Give back verbatim everything in the records below, from the line containing "If you don't mind, would you find the truck side" down to the line containing "[0,274,113,287]", including both of those lines and nothing else.
—————
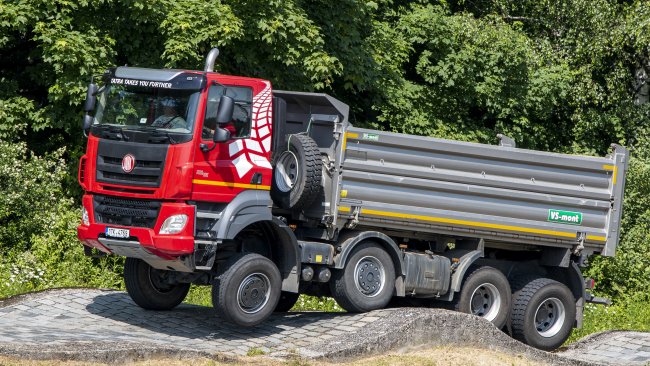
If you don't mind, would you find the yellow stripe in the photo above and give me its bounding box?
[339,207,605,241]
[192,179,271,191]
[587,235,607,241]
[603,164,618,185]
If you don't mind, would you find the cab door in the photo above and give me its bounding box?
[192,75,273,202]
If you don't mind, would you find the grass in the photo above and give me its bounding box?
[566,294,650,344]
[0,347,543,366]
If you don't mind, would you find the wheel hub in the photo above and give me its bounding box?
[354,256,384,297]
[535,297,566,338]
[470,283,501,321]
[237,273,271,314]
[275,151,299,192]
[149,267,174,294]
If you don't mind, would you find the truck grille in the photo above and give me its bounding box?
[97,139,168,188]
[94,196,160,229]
—————
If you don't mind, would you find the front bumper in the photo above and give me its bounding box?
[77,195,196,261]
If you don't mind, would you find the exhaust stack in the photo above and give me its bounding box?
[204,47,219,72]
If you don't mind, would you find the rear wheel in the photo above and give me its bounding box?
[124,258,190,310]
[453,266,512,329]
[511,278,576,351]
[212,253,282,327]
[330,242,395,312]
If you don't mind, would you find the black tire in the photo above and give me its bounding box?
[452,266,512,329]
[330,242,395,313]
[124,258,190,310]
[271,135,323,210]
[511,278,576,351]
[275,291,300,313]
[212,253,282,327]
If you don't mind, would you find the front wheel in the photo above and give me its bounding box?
—————
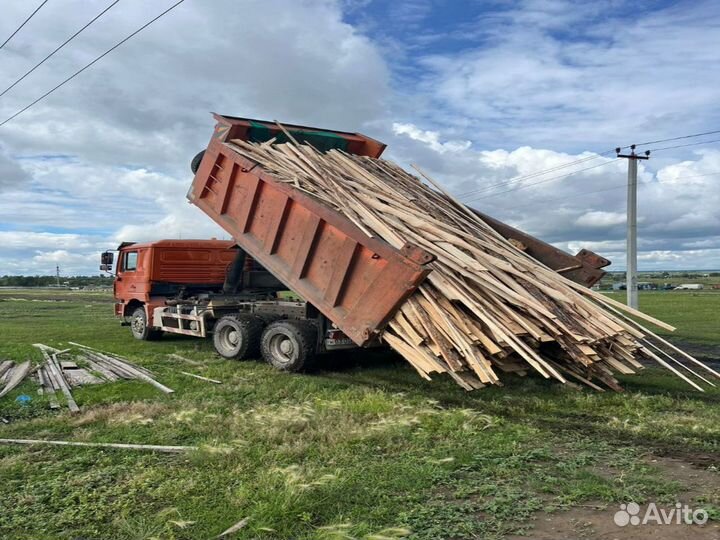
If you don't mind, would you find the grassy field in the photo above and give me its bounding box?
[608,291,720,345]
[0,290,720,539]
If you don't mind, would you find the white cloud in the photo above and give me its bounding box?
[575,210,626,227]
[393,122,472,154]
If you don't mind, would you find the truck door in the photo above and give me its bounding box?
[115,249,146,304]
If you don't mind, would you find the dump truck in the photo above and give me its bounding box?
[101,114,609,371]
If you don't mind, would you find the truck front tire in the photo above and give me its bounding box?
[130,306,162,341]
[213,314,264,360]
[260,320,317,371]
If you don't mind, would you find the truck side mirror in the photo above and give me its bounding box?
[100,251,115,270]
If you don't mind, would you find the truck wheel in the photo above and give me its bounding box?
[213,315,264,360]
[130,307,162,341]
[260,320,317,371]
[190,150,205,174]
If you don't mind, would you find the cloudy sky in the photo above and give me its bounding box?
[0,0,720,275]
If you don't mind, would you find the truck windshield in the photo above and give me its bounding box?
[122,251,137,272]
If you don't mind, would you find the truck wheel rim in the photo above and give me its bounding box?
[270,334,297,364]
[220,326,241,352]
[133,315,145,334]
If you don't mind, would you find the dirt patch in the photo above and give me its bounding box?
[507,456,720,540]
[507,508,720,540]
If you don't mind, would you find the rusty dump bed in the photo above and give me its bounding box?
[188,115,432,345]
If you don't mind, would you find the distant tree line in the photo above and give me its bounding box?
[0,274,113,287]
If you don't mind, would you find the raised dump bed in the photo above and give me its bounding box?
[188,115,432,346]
—————
- [Result below]
If you don't mind, would you find the truck side mirror in the photo above and give me its bounding box?
[100,251,115,270]
If you don't mind, would you find the truck wheel in the photo above and give me its bounding box?
[213,315,264,360]
[130,307,162,341]
[260,320,317,371]
[190,150,205,174]
If you don't mind, would you find the cloudy sky in the photo above and give me its bounding box?
[0,0,720,275]
If you don't mind, would you find the truck windshield in the photo above and give me its bounding box?
[122,251,137,272]
If you don't mind, would you find the truck wheel rim in the photo above and give me its bounding box?
[270,334,297,364]
[220,326,241,352]
[133,315,145,334]
If you don't mind, would you find the dirt patch in the photo above and give me its bounding box?
[507,456,720,540]
[507,508,720,540]
If you don't mind, would you find the rusty dump bed in the photo above and give me its bounding box?
[188,115,432,345]
If you don't mind, would you find the distant tree line in the photo above and give me its bounding box?
[0,274,113,287]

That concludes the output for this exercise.